■ **WORK ORDER**:
After locating the line that contains "[point] every instance of the girl's", restate it and each later line word for word through the end of the records.

Data entries:
▬▬▬

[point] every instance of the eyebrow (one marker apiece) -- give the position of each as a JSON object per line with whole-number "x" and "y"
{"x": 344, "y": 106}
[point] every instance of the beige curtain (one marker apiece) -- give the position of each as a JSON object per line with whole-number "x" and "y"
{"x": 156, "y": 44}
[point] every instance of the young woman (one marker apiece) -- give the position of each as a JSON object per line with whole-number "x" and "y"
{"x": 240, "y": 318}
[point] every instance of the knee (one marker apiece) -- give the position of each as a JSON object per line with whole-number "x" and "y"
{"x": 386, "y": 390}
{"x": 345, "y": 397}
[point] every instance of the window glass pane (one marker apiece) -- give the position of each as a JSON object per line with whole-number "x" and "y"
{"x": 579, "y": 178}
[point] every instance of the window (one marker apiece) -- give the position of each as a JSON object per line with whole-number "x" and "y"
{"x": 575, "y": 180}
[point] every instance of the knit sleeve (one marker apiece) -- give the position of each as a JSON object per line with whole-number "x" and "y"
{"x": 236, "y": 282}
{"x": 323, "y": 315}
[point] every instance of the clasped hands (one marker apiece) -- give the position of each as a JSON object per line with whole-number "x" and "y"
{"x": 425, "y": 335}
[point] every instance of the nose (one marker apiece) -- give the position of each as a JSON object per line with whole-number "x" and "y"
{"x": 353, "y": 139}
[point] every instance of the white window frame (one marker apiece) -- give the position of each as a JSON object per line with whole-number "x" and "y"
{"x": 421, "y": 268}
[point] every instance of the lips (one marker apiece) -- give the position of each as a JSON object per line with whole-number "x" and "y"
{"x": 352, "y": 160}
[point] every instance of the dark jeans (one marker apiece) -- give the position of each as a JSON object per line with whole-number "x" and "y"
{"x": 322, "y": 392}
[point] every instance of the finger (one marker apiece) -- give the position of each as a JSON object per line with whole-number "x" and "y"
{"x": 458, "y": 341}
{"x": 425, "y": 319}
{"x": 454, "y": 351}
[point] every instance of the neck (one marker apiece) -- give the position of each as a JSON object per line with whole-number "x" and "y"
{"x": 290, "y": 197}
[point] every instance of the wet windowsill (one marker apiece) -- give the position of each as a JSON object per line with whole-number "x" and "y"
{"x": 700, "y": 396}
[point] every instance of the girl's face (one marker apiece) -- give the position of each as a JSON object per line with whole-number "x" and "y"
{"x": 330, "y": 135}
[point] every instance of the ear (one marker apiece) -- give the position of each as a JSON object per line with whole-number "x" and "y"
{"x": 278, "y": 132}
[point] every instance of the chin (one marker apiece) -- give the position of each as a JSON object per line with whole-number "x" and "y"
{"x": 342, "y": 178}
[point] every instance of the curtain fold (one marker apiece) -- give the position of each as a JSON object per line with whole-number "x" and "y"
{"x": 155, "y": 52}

▬▬▬

■ **TASK RESULT**:
[point] every instance of the girl's face (one marker apiece) -- give the position of each as a JSON object per line with whole-number "x" and "y"
{"x": 330, "y": 135}
[point] every instance of the ear (one marker apiece) -- give the position of each as a JSON object per line with whole-number "x" and "y"
{"x": 278, "y": 132}
[point] every instance of the chin (one marker apiece) -- give the position of each as a JSON object per line with whole-number "x" and "y"
{"x": 342, "y": 178}
[point] every instance of the curtain fold (one marker apiece) -- give the position of each as a JSON object per line with whole-number "x" and "y"
{"x": 155, "y": 52}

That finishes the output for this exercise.